TASK GOAL: Shift every x and y coordinate in the answers by adding 102, and write out again all the lines from the one containing "Reviewer note: confirm that every instance of the fog" through the end of the records, requests included. Leave the numbers in the requests and in their format samples unchanged.

Records in a dataset:
************

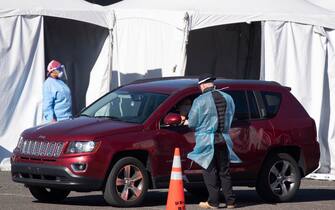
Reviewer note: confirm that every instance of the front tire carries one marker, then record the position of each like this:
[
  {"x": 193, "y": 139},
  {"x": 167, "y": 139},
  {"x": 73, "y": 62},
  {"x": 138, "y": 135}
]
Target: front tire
[
  {"x": 48, "y": 194},
  {"x": 127, "y": 183},
  {"x": 279, "y": 179}
]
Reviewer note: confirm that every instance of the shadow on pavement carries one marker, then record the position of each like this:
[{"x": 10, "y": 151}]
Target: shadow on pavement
[{"x": 244, "y": 198}]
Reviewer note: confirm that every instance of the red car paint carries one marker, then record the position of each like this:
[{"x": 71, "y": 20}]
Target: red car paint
[{"x": 290, "y": 131}]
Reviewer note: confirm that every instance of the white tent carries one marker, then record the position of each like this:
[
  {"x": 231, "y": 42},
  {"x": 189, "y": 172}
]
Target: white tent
[
  {"x": 297, "y": 48},
  {"x": 22, "y": 60}
]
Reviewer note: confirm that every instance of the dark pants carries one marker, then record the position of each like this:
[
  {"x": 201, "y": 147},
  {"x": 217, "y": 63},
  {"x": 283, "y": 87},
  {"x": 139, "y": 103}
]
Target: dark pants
[{"x": 217, "y": 175}]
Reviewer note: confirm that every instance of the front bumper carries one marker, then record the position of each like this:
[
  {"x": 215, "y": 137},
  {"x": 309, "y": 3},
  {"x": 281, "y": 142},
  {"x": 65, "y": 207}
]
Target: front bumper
[{"x": 32, "y": 174}]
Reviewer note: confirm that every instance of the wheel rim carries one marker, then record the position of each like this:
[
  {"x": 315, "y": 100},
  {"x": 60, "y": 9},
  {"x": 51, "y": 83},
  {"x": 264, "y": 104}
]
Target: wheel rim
[
  {"x": 282, "y": 178},
  {"x": 129, "y": 183}
]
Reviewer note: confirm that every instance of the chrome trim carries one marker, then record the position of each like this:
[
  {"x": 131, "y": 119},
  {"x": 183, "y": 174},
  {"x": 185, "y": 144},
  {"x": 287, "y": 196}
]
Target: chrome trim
[{"x": 40, "y": 148}]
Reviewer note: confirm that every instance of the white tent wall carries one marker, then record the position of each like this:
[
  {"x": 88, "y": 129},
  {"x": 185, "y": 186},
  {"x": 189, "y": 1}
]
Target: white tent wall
[
  {"x": 100, "y": 76},
  {"x": 298, "y": 56},
  {"x": 331, "y": 81},
  {"x": 22, "y": 61},
  {"x": 147, "y": 47},
  {"x": 21, "y": 77}
]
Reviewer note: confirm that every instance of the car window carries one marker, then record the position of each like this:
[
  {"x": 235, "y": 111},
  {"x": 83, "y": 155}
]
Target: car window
[
  {"x": 241, "y": 104},
  {"x": 126, "y": 106},
  {"x": 254, "y": 111},
  {"x": 272, "y": 103}
]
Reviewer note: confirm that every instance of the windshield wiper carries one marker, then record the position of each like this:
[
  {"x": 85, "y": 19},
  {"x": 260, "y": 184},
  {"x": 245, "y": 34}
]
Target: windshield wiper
[
  {"x": 109, "y": 117},
  {"x": 85, "y": 115}
]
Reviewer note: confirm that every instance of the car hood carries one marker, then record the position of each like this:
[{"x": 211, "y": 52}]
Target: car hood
[{"x": 80, "y": 128}]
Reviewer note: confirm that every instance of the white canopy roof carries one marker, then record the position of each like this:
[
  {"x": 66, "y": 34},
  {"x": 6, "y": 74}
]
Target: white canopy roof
[
  {"x": 71, "y": 9},
  {"x": 217, "y": 12},
  {"x": 327, "y": 4}
]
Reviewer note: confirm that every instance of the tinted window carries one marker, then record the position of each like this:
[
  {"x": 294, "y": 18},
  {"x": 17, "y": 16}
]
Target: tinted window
[
  {"x": 254, "y": 113},
  {"x": 241, "y": 105},
  {"x": 271, "y": 102}
]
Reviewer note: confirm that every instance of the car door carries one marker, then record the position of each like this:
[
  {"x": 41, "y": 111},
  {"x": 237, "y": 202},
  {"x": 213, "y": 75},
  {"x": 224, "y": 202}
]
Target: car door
[
  {"x": 250, "y": 132},
  {"x": 172, "y": 136}
]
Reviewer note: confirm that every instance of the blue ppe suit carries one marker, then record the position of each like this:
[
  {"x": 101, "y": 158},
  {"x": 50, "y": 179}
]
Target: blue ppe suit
[
  {"x": 56, "y": 100},
  {"x": 203, "y": 118}
]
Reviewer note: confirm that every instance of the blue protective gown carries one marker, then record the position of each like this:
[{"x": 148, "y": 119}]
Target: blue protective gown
[
  {"x": 203, "y": 118},
  {"x": 56, "y": 100}
]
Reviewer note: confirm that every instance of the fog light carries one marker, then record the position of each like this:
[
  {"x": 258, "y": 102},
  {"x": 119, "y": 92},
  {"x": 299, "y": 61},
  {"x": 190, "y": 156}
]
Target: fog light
[{"x": 78, "y": 166}]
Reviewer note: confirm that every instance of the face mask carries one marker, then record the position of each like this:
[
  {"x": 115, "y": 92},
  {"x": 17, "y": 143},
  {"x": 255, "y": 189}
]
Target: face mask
[{"x": 60, "y": 74}]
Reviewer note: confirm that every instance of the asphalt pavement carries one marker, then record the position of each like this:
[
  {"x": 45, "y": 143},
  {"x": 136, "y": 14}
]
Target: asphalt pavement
[{"x": 313, "y": 195}]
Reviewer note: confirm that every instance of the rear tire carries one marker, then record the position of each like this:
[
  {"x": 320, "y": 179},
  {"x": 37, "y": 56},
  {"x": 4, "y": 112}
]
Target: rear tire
[
  {"x": 127, "y": 183},
  {"x": 48, "y": 194},
  {"x": 279, "y": 179}
]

************

FULL OUTPUT:
Reviewer note: confirm that every instance of the fog light carries one marker, then record the position of each like this:
[
  {"x": 258, "y": 102},
  {"x": 119, "y": 92},
  {"x": 299, "y": 61},
  {"x": 190, "y": 156}
]
Target: fog light
[{"x": 180, "y": 268}]
Reviewer note: confirm that every instance of the face mask carries one marker, then record the position of each like this:
[
  {"x": 115, "y": 92},
  {"x": 17, "y": 143},
  {"x": 255, "y": 189}
]
Target: face mask
[{"x": 162, "y": 176}]
Reviewer note: confirm that every instance of the asphalt pavement carries one marker, then record the position of each like this:
[
  {"x": 45, "y": 143},
  {"x": 136, "y": 14}
]
Target: asphalt pavement
[{"x": 415, "y": 297}]
Reviewer note: confirm that every instance of the rear tire carries one marker, then record the position of each like this:
[
  {"x": 320, "y": 179},
  {"x": 37, "y": 56},
  {"x": 4, "y": 112}
]
Target: rear tire
[
  {"x": 229, "y": 285},
  {"x": 150, "y": 296},
  {"x": 381, "y": 281}
]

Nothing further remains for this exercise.